-- EXERCISE DIRECTIONS --
An exact reproduction of the records is required, with all pictures omitted.

★ ★ ★ ★

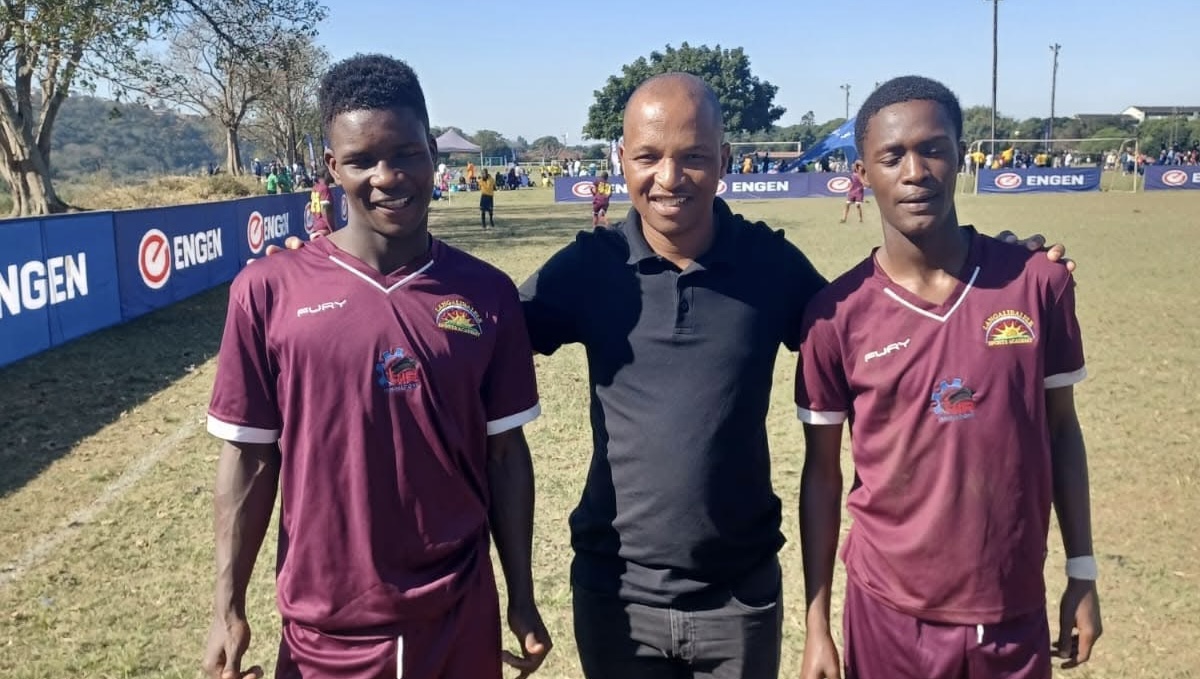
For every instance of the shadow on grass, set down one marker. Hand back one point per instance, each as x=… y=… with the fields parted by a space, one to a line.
x=55 y=400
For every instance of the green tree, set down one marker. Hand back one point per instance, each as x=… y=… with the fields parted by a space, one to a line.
x=51 y=48
x=977 y=125
x=745 y=100
x=547 y=146
x=492 y=143
x=288 y=107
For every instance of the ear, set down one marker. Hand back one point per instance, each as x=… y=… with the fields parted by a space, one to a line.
x=331 y=163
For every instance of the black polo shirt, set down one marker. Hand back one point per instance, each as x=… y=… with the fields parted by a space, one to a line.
x=678 y=496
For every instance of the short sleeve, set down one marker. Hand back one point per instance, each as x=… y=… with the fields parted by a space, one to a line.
x=1062 y=342
x=510 y=388
x=550 y=301
x=244 y=407
x=822 y=391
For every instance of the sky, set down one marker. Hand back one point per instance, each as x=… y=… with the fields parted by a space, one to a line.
x=529 y=67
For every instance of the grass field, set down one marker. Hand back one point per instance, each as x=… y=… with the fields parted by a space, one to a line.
x=106 y=470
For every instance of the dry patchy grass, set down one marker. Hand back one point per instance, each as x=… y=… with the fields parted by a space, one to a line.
x=126 y=592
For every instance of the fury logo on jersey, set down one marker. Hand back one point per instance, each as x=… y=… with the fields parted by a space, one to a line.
x=318 y=308
x=886 y=350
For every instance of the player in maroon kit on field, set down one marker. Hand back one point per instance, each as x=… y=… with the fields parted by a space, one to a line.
x=381 y=378
x=952 y=356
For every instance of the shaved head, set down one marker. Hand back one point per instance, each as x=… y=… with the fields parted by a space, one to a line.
x=676 y=88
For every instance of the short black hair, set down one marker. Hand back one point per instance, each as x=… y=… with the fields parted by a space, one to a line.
x=693 y=84
x=370 y=82
x=906 y=89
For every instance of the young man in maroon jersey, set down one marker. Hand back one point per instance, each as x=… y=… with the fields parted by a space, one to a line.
x=382 y=378
x=953 y=358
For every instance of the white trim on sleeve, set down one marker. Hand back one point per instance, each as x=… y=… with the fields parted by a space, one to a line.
x=514 y=421
x=240 y=433
x=820 y=416
x=1066 y=379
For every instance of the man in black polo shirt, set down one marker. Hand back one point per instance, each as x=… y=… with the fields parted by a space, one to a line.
x=682 y=308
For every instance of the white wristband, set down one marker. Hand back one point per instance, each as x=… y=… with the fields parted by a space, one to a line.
x=1081 y=568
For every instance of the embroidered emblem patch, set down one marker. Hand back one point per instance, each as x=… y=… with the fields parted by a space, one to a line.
x=1008 y=326
x=396 y=371
x=457 y=314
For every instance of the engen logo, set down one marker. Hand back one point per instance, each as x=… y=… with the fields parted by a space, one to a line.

★ ★ ★ ★

-- ANSWER BOX --
For every instance of the shadow on grass, set down one marker. Hand back one point per instance, each as x=… y=… with the fields parted by a space, one to a line.
x=55 y=400
For every instance of the green tree, set down one marker. Hand back one point per instance, each as x=… y=… with the fields parted by a space, one to a line.
x=51 y=48
x=977 y=125
x=745 y=100
x=547 y=146
x=492 y=143
x=288 y=107
For every instance of the ear, set down one marker. Hand back one point per instance, each as x=… y=… with the fields parted by a space, one to a line.
x=331 y=163
For every instance of the black polo shirt, set down one marker. Hand back one point per instance, each as x=… y=… with the fields parted by a space, one to a line.
x=678 y=496
For every instance of the short sleeve, set down one marker. Hand back one point per instance, each as x=… y=… with the fields parted by a space, one to a line.
x=1062 y=342
x=510 y=388
x=550 y=301
x=244 y=407
x=822 y=391
For every instance of the sky, set down one marker. Hand back one point per instance, each as x=… y=… with the fields parted by a space, one to a line.
x=529 y=67
For every instance of the grass field, set down one marker. Hand back one point per instance, each as x=… y=… with the fields parted by a space, one to a line.
x=106 y=470
For every instance of the dry patchy grass, set down one marker. Hand back one point per instance, each as x=… y=… with the fields parted by a space, one to a line.
x=126 y=592
For every instance of the fury logo on jersey, set down one marker. Hand back one point per instance, each as x=… y=… with the fields parted by a space, one to a line.
x=318 y=308
x=886 y=350
For every instance of the player in maroon kit on field, set down one marker. Hand back one point per instance, each as x=… y=… with the fields parted by a space, one to a line.
x=381 y=378
x=952 y=356
For every instance of the shaved head, set down one marker. Hand back one point per instance, each as x=… y=… with the fields parted by a space, one to a line.
x=676 y=88
For every instance of the short black hair, set down one marker. Hand back one point per instance, each as x=… y=… with the fields parted by a space, one to a line.
x=693 y=84
x=370 y=82
x=906 y=89
For every instance of the young man in maroon jersey, set down one marker. Hand back one point per instance, each as x=… y=… with the fields parted by a space, one to a line.
x=382 y=378
x=953 y=358
For every instance of the white trim on sleeve, set down one marker. Hand back one point per instance, each as x=… y=… with the fields parted by a space, one to a line.
x=514 y=421
x=240 y=433
x=820 y=416
x=1066 y=379
For every instance of the man in black polo shirt, set down one marker. Hand back one point per instance, each as x=… y=… with the fields parted by a space, one to a line.
x=682 y=308
For every instance of the white wristband, set down one marker. Hand back one point per instance, each as x=… y=… with the fields parted by a space, one to a line.
x=1081 y=568
For every instance of the embroidered emblem patch, set down one marker. Hand back one point per instance, each as x=… y=… with the fields parted by a space, one to a line.
x=1008 y=326
x=396 y=371
x=457 y=314
For every instance of the engen logo, set down one marker. Hand back one point per instance, each as x=… y=… with the fields parted by a space, one to a line.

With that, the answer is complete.